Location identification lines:

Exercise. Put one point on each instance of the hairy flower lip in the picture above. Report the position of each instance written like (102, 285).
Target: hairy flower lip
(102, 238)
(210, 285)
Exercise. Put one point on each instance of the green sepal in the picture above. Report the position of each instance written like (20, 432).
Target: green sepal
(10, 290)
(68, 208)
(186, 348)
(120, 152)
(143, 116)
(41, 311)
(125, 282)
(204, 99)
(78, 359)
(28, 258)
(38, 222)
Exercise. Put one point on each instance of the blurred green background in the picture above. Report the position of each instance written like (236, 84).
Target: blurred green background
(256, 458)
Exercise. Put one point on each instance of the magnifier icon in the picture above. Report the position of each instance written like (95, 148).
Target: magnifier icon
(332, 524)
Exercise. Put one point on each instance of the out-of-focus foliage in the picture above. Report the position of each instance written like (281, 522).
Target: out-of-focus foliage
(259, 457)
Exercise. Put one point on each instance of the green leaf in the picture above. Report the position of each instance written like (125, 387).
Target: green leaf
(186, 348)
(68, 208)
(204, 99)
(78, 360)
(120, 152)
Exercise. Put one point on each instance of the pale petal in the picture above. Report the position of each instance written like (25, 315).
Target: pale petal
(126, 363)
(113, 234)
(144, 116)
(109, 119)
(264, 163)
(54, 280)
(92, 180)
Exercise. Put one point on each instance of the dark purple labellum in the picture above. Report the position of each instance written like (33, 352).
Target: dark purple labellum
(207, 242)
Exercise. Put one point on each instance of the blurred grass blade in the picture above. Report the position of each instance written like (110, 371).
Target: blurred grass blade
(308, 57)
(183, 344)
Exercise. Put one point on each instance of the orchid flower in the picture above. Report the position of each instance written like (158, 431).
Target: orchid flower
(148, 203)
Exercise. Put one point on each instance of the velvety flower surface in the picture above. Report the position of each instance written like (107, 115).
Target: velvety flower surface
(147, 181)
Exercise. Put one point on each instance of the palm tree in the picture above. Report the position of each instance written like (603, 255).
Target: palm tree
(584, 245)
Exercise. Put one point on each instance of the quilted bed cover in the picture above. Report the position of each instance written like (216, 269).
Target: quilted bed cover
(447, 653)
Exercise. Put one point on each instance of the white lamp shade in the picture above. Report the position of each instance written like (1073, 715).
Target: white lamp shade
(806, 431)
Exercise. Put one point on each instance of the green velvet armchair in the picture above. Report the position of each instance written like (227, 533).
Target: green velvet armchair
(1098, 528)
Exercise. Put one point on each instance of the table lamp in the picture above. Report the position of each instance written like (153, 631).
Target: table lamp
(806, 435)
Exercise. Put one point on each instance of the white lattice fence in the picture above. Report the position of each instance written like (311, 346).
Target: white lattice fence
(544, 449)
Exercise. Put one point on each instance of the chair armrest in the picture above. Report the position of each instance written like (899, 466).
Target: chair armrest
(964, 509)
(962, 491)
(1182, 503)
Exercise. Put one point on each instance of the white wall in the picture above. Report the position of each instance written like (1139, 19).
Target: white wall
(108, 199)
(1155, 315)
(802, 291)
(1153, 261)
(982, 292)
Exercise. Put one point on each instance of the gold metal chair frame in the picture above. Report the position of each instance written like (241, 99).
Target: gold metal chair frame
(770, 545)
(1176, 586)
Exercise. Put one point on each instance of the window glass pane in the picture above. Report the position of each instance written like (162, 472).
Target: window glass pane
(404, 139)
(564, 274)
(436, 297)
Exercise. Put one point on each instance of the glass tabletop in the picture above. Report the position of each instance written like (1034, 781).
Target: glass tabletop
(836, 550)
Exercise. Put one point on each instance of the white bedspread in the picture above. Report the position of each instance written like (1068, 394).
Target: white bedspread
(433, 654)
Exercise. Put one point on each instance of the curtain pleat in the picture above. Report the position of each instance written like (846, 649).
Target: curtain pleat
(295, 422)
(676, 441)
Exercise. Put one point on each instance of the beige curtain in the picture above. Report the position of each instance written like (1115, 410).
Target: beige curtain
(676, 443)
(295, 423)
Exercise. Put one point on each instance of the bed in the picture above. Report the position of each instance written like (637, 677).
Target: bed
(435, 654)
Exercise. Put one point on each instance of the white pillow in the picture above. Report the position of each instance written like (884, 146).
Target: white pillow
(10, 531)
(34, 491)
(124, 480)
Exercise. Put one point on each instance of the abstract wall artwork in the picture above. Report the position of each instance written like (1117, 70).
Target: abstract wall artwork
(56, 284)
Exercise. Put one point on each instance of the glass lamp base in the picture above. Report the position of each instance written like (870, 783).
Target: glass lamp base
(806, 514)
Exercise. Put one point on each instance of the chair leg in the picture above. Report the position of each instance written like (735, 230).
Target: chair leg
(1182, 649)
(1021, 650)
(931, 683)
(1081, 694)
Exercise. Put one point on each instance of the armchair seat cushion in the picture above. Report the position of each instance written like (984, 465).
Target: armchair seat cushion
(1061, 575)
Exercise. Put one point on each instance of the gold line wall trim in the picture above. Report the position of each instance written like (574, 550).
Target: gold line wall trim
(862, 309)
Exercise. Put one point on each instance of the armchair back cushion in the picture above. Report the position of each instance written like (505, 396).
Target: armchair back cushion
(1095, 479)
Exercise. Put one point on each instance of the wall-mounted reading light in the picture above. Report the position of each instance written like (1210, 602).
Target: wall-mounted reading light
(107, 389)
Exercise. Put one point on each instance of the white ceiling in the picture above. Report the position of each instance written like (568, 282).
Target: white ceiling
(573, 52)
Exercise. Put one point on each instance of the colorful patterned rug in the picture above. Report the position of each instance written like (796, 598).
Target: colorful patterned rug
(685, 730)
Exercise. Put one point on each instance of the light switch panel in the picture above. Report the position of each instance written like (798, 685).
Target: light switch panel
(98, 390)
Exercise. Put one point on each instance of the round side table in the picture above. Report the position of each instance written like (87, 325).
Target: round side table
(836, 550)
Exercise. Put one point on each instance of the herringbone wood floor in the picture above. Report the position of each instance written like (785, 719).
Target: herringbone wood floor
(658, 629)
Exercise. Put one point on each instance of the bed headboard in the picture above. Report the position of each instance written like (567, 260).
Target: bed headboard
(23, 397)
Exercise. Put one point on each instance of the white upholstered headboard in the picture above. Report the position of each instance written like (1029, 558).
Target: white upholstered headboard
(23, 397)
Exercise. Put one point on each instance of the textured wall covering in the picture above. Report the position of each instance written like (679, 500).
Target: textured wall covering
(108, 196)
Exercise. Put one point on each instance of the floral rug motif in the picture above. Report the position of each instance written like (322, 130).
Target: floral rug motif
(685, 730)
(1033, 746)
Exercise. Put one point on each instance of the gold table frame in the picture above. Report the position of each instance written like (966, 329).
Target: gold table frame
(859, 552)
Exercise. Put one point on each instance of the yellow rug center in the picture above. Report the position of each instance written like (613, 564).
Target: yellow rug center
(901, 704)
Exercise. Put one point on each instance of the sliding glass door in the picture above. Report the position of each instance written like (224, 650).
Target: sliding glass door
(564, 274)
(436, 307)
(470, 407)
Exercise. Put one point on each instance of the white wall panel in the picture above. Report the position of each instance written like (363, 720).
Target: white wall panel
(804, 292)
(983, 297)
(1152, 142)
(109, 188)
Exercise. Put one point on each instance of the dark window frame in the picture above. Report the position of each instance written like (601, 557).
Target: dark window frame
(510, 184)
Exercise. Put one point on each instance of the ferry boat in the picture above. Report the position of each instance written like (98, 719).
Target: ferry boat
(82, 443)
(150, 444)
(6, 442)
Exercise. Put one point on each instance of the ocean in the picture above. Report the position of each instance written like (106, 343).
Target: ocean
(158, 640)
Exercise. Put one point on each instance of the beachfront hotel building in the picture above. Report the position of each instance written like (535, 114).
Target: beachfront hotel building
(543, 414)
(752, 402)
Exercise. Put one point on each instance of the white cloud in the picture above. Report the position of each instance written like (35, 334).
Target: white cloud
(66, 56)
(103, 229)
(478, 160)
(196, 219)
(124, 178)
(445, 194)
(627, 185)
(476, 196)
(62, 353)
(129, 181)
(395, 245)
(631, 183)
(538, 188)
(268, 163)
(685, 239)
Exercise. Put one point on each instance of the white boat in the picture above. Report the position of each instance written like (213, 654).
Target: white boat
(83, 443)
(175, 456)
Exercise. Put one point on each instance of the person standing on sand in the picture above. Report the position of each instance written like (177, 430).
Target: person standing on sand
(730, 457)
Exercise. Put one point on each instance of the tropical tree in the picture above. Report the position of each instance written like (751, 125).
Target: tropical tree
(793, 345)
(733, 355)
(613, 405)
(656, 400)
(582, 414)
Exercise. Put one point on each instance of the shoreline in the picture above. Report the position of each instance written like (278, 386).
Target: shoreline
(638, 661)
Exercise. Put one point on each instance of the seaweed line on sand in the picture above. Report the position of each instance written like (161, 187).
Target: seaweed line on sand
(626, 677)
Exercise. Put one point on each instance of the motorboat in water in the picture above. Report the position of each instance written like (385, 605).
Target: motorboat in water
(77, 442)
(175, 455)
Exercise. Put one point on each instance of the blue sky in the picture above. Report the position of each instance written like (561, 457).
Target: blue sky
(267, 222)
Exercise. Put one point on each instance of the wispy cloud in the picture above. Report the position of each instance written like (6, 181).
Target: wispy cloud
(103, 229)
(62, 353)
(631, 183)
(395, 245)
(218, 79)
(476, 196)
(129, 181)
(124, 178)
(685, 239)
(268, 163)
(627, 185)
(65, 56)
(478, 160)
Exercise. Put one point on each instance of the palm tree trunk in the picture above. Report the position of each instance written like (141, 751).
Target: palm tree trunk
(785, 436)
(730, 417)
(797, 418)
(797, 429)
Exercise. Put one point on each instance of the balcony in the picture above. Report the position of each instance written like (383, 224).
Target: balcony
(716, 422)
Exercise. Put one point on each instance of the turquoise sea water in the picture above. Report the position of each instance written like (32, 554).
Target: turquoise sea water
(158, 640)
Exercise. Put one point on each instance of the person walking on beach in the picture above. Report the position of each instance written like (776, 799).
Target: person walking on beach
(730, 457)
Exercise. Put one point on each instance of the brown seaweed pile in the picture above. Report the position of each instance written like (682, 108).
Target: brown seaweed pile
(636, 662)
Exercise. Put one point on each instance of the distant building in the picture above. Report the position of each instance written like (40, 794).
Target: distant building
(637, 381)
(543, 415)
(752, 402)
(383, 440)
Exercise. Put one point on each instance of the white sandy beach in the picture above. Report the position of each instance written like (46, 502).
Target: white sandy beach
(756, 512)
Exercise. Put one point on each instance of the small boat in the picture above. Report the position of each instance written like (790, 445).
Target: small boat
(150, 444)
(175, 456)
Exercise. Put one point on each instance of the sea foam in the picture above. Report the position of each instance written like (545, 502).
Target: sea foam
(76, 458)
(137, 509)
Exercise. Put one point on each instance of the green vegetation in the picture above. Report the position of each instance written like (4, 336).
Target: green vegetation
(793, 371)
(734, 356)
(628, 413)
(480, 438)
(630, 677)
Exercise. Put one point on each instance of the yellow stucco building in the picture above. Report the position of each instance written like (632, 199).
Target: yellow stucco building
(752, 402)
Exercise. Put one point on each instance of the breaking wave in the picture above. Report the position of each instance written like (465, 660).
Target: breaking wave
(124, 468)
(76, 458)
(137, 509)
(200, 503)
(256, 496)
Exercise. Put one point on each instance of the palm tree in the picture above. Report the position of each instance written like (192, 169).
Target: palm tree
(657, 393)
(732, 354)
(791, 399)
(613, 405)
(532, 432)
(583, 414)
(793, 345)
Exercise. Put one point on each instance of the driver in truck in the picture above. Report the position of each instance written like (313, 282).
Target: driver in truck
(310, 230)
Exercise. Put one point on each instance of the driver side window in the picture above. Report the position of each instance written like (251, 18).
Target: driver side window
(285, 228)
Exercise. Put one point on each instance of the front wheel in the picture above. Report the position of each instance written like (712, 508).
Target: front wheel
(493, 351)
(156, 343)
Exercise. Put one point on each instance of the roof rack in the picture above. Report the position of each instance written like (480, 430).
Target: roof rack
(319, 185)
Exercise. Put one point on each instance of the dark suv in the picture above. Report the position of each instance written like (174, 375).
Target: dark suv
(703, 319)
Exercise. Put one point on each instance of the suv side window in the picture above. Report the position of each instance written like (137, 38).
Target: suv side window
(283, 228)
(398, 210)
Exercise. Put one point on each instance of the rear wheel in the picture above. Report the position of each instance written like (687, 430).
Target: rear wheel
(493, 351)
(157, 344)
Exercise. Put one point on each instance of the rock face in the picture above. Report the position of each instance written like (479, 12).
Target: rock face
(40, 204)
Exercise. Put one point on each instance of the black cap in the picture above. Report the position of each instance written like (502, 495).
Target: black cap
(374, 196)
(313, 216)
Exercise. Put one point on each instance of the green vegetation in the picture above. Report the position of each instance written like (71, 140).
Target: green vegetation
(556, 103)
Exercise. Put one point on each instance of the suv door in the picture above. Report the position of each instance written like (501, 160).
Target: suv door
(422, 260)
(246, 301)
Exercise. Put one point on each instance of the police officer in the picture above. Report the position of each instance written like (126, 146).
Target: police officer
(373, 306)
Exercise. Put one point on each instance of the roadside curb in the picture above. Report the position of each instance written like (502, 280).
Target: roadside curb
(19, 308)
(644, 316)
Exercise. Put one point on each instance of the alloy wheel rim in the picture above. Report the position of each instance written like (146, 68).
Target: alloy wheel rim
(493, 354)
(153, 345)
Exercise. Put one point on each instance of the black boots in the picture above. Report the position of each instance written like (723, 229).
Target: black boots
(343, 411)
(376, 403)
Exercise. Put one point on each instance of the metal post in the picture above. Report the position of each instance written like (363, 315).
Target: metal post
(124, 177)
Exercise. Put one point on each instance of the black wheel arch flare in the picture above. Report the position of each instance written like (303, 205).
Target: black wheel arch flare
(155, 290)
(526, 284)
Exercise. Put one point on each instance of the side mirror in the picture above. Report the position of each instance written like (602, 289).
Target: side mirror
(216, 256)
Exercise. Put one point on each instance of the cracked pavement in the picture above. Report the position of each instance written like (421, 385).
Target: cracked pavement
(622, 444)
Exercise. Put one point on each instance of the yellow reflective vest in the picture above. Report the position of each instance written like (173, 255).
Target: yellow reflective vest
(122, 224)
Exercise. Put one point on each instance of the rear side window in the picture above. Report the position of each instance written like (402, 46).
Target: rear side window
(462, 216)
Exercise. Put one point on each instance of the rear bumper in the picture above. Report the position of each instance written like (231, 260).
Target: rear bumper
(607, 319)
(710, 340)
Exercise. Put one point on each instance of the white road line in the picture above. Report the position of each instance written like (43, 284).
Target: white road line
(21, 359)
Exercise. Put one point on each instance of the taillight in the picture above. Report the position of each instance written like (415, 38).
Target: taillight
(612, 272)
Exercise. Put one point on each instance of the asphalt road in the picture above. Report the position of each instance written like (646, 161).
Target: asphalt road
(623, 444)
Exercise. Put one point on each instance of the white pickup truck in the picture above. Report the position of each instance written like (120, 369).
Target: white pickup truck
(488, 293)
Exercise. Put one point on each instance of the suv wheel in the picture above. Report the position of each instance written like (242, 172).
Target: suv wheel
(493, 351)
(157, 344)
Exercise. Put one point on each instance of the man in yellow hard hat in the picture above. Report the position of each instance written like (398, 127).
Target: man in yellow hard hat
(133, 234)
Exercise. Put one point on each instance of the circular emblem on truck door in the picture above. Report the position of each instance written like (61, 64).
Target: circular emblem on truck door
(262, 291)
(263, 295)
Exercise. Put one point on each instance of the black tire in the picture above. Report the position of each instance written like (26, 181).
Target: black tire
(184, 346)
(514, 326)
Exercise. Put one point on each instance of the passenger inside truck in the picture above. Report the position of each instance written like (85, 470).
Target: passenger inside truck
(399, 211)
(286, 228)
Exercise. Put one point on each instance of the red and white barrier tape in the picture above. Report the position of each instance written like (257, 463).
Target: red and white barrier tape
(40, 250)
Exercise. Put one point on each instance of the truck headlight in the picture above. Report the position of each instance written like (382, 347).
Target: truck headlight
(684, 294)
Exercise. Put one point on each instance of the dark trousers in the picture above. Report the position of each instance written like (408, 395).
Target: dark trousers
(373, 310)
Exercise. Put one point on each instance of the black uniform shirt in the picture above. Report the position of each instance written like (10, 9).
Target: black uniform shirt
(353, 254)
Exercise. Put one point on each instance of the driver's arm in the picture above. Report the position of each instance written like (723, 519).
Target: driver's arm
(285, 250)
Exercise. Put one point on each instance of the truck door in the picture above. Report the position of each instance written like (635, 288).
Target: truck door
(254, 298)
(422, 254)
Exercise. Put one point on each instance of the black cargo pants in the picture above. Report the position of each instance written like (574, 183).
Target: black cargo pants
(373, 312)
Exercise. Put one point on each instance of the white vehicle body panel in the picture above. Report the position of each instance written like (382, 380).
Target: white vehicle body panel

Work to do: Reproduce the lines from the one containing "Exercise. Put one point on each instance of the black cargo" through the last line, replacing "cargo pants" with "work trousers" and keeping everything else the same.

Full response:
Exercise. Put one point on each instance of the black work trousers in the picture above. Report the position of each instance written like (574, 183).
Target: black work trousers
(373, 312)
Exercise. Put one point on each instance of the white vehicle body panel in the picture above. Report the position of each instance written like (382, 380).
Target: white vehicle body panel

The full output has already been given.